--- Extracted records ---

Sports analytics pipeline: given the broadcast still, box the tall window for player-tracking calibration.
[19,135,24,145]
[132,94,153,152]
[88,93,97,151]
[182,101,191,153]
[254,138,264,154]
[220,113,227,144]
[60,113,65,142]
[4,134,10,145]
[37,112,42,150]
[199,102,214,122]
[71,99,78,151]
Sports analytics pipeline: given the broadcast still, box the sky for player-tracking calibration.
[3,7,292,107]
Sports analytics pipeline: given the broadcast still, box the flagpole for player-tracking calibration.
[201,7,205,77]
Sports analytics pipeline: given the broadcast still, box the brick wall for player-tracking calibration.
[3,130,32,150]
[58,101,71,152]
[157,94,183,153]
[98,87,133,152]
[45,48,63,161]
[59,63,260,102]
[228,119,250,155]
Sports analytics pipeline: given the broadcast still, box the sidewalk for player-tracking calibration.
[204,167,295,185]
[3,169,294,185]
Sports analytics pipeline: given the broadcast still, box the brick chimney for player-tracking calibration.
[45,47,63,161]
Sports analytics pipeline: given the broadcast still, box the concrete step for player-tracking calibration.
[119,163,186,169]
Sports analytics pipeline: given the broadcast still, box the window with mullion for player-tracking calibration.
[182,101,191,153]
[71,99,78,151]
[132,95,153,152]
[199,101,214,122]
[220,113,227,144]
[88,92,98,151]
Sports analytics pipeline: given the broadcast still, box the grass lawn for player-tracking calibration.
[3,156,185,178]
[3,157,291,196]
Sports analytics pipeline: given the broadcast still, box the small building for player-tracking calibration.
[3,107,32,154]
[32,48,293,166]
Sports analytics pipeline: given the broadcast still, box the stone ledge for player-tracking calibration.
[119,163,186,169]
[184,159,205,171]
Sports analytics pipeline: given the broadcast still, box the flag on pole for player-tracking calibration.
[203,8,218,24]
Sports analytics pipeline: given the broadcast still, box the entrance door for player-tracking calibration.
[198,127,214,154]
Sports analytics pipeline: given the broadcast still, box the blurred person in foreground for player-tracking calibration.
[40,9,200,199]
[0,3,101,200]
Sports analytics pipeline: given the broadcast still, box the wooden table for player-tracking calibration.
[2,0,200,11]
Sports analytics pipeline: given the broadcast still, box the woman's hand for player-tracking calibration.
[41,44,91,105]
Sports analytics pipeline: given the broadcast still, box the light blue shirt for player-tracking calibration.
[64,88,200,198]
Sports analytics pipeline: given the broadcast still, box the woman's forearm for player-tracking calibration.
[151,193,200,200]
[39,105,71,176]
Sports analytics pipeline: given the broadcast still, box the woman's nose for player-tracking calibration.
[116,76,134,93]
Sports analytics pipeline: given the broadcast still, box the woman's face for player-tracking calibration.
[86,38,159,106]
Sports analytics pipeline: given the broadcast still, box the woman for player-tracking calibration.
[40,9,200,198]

---

▶ _Task to complete_
Copy all the records above line for line, without altering anything.

▶ _Output for this task_
Sports analytics pipeline: given the broadcast still, box the tall window for player-tracking calibration.
[19,135,24,145]
[132,94,153,152]
[88,93,97,151]
[182,101,191,153]
[254,138,264,154]
[220,113,227,144]
[60,113,65,142]
[4,134,10,145]
[37,112,42,150]
[199,102,214,122]
[71,99,78,151]
Sports analytics pipeline: given the broadcast still, box the sky for player-tracking calibration.
[3,7,292,107]
Sports analytics pipeline: given the broadcast still, box the flagpole for player-tracking calibration.
[201,7,205,77]
Sports analytics pipeline: given the broadcast still, box the brick wall for player-tracking calibration.
[3,130,32,150]
[58,101,71,152]
[157,94,183,153]
[98,87,133,152]
[45,48,63,161]
[59,63,260,102]
[228,119,250,155]
Sports analytics pipeline: given the broadcast still, box the sidewalk for player-tracking calibration.
[204,167,295,185]
[3,169,294,185]
Sports analytics pipeline: given the broadcast still, box the brick chimney for player-tracking calibration.
[45,47,63,161]
Sports analytics pipeline: given the broadcast still, box the concrete step for player-tracking calibration.
[119,163,186,169]
Sports analytics pipeline: given the broadcast still, box the window with mullion for player-tracking calibration.
[182,101,191,153]
[71,99,78,151]
[132,95,153,152]
[199,101,214,122]
[220,113,227,144]
[88,92,98,151]
Sports analytics pipeline: given the broadcast still, box the grass lawn for player-tracking calibration.
[3,156,185,178]
[3,157,291,196]
Sports analytics pipeline: given the broadcast still, box the small building for player-tracking calibration.
[3,107,32,154]
[32,48,293,166]
Sports analytics pipeline: given the broadcast still, box the stone ledge for player-tracking calibration.
[119,163,186,169]
[184,159,205,171]
Sports analytics pipeline: given the broadcast still, box the flag on pole for player-tracking calibration.
[203,8,218,24]
Sports analytics pipeline: given the broadcast still, box the entrance door for player-tracking calibration.
[198,127,214,154]
Sports analytics pipeline: given the broadcast still, box the blurred person in foreground for player-tracking calibration.
[40,9,200,199]
[0,3,101,200]
Sports analytics pipeline: given the broadcast still, box the wooden table for player-tracking calibration.
[2,0,200,11]
Sports analytics pipeline: given the broadcast still, box the woman's hand for player-tracking calibration.
[41,44,91,105]
Sports analytics pipeline: given the broadcast still, box the light blue shirt for player-tracking calibration.
[64,88,200,198]
Sports analytics pipeline: given the broadcast still, box the woman's forearm for player-tracking calibration.
[151,193,200,200]
[39,105,71,176]
Sports analytics pipeline: given the broadcast still, box the woman's nose for player-tracking calibration.
[116,76,134,93]
Sports analytics pipeline: given the broadcast still, box the woman's face for player-tracking calibration.
[86,38,159,106]
Sports analytics pipeline: given the broadcast still, box the woman for player-tracking calibration.
[40,9,200,198]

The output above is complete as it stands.